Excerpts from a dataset
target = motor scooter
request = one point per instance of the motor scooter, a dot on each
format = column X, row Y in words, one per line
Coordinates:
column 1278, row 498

■ **Exercise aim**: Among the lines above, return those that contain the string "motor".

■ **Solution to this problem**:
target = motor scooter
request = one point per instance of the motor scooter, a dot on each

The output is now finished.